SELECTED EXCERPT |
━━━━━━━━

Audio Processing and Normalization

Click here to see this page in full context

Welcome < Features < Audio Processing and Normalization

Audio Processing and Normalization

Zetta^® has the capability to process audio several different ways at different points of play. Zetta has the ability to process audio, add transition markers and normalize the audio on a station-by-station basis. Giving the user more control with how audio is played on the air, on different stations, with the same piece of audio.

In this Topic: show/hide show/hide

Audio Processing

Audio Normalization

How Normalization works in Zetta

See also the Audio Utility section of the guide.

Audio Processing

The processing of Audio starts with the settings defined in the Audio Processing tab of the System Configuration menu. Once the user has chosen what Marks Analysis to use, audio added to Zetta will be processed using the selected method.

The Method drop-down allows the user to select how the audio that is imported, added, captured or recorded is processed. The Method drop-down allows the user to select one of the following options:

No Analysis – The No Analysis option will not make any changes to processed audio. Normalization values are not calculated. If No Analysis is selected, Normalization and Marks Analysis can be done later using the Audio Utility found in the Library toolbar.

━━━━━━━━

GIVEN DATA |
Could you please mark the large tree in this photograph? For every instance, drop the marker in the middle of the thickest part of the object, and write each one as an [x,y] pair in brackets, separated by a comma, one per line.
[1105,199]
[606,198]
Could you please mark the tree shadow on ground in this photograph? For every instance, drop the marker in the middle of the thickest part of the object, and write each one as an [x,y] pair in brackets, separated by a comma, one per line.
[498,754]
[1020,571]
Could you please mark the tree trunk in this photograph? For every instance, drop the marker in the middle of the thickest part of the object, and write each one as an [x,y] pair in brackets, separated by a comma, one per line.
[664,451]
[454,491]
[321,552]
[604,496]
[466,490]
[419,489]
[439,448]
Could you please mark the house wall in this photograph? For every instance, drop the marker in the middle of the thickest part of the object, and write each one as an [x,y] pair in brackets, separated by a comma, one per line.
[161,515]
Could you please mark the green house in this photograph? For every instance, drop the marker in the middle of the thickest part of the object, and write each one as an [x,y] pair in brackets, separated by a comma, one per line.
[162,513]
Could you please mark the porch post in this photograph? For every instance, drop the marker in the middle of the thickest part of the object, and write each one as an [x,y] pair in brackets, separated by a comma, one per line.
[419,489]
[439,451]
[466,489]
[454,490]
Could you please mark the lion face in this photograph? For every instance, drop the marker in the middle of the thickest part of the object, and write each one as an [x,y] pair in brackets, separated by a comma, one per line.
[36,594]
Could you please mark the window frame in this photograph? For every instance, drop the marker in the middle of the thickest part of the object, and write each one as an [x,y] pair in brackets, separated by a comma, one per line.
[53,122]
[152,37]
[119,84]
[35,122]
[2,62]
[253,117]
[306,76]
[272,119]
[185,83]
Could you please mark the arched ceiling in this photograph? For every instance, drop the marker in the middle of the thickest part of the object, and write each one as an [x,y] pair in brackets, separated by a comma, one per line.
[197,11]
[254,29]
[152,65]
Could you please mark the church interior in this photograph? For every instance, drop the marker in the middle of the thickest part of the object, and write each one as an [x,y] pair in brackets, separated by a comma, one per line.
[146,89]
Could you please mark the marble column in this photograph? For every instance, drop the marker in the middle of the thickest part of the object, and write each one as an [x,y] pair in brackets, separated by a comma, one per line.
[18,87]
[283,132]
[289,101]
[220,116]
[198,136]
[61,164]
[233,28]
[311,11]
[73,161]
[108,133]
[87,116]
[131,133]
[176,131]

━━━━━━━━

WHAT TO WORK ON |
a. In the Zetta audio processing page, translate this sentence into Spanish: "The processing of Audio starts with the settings defined in the Audio Processing tab of the System Configuration menu."
b. Carry on with the Zetta audio processing page, writing on from its final sentence.

RESULTS FOR THE EXERCISE |
a. El procesamiento de audio comienza con los ajustes definidos en la pestaña Audio Processing del menú System Configuration.

b.
Normalization and Waveform only - The Normalization and Waveform option will normalize the audio and create the waveform only. It will not locate any markers such as Trim In and Trim Out.

Marks Analysis – Marks Analysis is the default recommended analysis and will analyze the audio and set the marks based on Marks Analysis Settings.

Trim-in threshold – Trim-in is an open marker to define where “silence” ends and actual audio begins. (Default -50dB)
Trim-out threshold – Trim-out is a closing marker where audio becomes “silence”. (Default -50dB)
Segue threshold – Segue is the transition point in the audio when one event is mixed with the next event. (Default -18dB)
Determine intros – Zetta will determine where the accents in the introduction for each audio event are and mark up to three Intros.

Voice Track audio is always analyzed using the peak analysis method. The trim is set based on the trim threshold settings set in the Voice Track Settings section of the System | Audio Processing or Station | Audio Processing tab.

In addition to the processing of newly added audio, existing audio can be processed using the Audio Utility in the Library Module Toolbar. The Audio Utility will analyze chosen audio based on values set in the Marks Analysis Settings section of the Configuration | System | Audio Processing tab.

The following flow chart shows the path an audio file can take in the Audio Processing in Zetta^®

Audio Normalization

The Audio Normalization in Zetta is a non-destructive normalization, which means all the normalization is done within Zetta and the actual audio file is untouched. The following are Normalization algorithms used by Zetta and Zetta2GO:

Absolute Peak – (As used in AFC 4.0) Absolute peak normalization checks every sample in the audio file and calculates the largest audio peak value.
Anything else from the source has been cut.